**YOUR ASSIGNMENT:** Count the lines below that contain the string "positive", matching case exactly, and reply with only the number.

**DATASET RECORDS:**
* * * * * * * * *

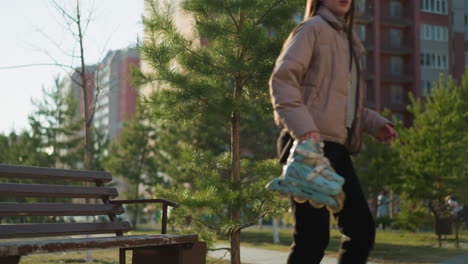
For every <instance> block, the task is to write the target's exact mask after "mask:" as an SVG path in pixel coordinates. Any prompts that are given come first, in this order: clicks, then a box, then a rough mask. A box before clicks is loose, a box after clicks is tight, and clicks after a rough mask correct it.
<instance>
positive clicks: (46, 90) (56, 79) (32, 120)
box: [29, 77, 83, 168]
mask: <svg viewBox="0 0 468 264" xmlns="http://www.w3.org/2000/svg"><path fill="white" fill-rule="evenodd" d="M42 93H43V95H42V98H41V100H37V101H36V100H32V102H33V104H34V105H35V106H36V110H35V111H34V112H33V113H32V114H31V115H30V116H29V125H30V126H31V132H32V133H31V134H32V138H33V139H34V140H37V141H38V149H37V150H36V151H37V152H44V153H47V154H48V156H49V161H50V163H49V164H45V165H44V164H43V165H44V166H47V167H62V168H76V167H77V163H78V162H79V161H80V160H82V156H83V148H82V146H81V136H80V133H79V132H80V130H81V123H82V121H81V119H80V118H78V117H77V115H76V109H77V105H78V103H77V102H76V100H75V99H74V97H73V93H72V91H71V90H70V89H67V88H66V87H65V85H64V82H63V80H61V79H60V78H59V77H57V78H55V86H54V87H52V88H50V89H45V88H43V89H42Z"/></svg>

* * * * * * * * *

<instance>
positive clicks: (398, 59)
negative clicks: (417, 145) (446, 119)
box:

* * * * * * * * *

**RESPONSE:** 2